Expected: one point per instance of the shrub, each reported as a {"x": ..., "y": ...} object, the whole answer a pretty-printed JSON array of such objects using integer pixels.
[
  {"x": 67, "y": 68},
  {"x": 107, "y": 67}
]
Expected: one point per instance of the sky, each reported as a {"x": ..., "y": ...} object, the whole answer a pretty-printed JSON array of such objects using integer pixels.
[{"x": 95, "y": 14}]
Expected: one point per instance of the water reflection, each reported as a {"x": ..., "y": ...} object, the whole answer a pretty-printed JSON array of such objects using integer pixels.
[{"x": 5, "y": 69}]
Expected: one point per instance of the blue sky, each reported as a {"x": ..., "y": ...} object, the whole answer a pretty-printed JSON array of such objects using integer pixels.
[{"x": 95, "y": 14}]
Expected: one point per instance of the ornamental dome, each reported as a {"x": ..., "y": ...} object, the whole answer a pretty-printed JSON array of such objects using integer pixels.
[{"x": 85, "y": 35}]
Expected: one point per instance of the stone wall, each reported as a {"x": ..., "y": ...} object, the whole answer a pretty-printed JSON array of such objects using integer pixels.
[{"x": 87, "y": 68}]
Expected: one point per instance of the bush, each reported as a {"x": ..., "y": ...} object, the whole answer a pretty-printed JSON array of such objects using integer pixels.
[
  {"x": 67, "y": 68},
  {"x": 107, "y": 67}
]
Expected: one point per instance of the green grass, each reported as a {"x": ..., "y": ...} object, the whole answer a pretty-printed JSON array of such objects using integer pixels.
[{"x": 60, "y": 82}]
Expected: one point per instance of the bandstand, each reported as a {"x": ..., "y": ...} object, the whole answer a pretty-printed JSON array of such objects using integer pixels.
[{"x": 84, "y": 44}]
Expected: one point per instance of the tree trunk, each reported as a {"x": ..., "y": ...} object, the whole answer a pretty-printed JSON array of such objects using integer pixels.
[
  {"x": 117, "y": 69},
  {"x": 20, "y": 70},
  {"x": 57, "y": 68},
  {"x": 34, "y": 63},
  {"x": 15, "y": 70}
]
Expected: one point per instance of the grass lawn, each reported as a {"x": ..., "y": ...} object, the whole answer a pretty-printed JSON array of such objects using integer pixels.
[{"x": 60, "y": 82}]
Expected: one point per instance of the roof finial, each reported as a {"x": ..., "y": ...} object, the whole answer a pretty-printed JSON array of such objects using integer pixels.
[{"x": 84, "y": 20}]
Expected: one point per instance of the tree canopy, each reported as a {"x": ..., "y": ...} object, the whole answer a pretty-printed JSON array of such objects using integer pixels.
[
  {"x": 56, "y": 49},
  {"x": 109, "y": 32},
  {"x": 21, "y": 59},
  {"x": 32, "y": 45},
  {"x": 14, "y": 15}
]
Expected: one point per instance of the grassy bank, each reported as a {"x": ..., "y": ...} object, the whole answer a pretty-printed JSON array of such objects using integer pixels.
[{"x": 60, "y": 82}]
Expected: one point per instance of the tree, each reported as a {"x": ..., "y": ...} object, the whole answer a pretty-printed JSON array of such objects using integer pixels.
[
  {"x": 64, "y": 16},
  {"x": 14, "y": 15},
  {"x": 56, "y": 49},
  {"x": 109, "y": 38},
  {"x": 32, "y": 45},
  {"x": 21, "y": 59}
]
*****
## TO BE DONE
Nothing should be left out: return all of the records exactly.

## FINISHED EXERCISE
Expected: one point per instance of the shrub, each reported as a {"x": ..., "y": ...} object, the whole answer a pretty-printed JSON array of such objects using integer pixels.
[
  {"x": 67, "y": 68},
  {"x": 107, "y": 67}
]
Expected: one point per instance of the sky, each reported as a {"x": ..., "y": ...} object, the whole answer a pretty-printed JSON array of such objects using integer pixels.
[{"x": 95, "y": 14}]
Expected: one point per instance of the water reflection, each reported as a {"x": ..., "y": ...} object, the whole answer a pretty-printed JSON array of such objects using integer pixels.
[{"x": 5, "y": 69}]
Expected: one point per instance of the blue sky, each reported as a {"x": ..., "y": ...} object, the whole answer a pretty-printed JSON array of such objects using integer pixels.
[{"x": 95, "y": 14}]
Expected: one point per instance of the ornamental dome, each reported as a {"x": ..., "y": ...} object, the whole answer a pretty-printed JSON array of such objects using integer pixels.
[{"x": 85, "y": 35}]
Expected: one point per instance of the stone wall, each reported as a {"x": ..., "y": ...} object, the whole answer a pretty-printed JSON array of such objects using integer pixels.
[{"x": 87, "y": 68}]
Expected: one point per instance of the bush, each reported as a {"x": ..., "y": ...} object, the whole answer a pretty-printed JSON array of such objects using integer pixels.
[
  {"x": 67, "y": 68},
  {"x": 107, "y": 67}
]
Expected: one point per instance of the green grass, each reported as a {"x": ..., "y": ...} object, the whole answer a pretty-printed JSON array of such objects using integer pixels.
[{"x": 60, "y": 82}]
Expected: one point per instance of the bandstand, each reported as a {"x": ..., "y": ...} object, the whole answer a pretty-printed JSON array of such objects using integer pixels.
[{"x": 84, "y": 44}]
Expected: one point per instance of the tree trunk, each reported as a {"x": ..., "y": ...} object, the whole answer a pretty-printed JSON array of such objects using integer pixels.
[
  {"x": 117, "y": 69},
  {"x": 20, "y": 70},
  {"x": 57, "y": 68},
  {"x": 34, "y": 63},
  {"x": 15, "y": 70}
]
Expected: one point per instance of the grass lawn, each reported as a {"x": ..., "y": ...} object, the whole answer a pretty-printed JSON array of such objects using integer pixels.
[{"x": 60, "y": 82}]
Expected: one point per instance of the roof finial, each reported as a {"x": ..., "y": ...} object, the whole answer a pretty-printed JSON array of such objects using integer pixels.
[{"x": 84, "y": 20}]
Expected: one point per instance of the tree canopy, each reported as a {"x": ..., "y": ...} object, the whole answer a pretty-printed JSON array of such objects using integer pixels.
[
  {"x": 56, "y": 49},
  {"x": 109, "y": 32},
  {"x": 21, "y": 59},
  {"x": 32, "y": 45},
  {"x": 14, "y": 15}
]
Expected: one point per instance of the grassy bank, each reported as a {"x": ..., "y": ...} object, the whole answer a pretty-printed JSON array of such objects using integer pixels.
[{"x": 60, "y": 82}]
Expected: one point per instance of the tree, each reported as a {"x": ..., "y": ...} object, the whole answer a pretty-printed JSON array of such objects using integer pixels.
[
  {"x": 64, "y": 16},
  {"x": 14, "y": 15},
  {"x": 56, "y": 49},
  {"x": 109, "y": 38},
  {"x": 32, "y": 45},
  {"x": 21, "y": 59}
]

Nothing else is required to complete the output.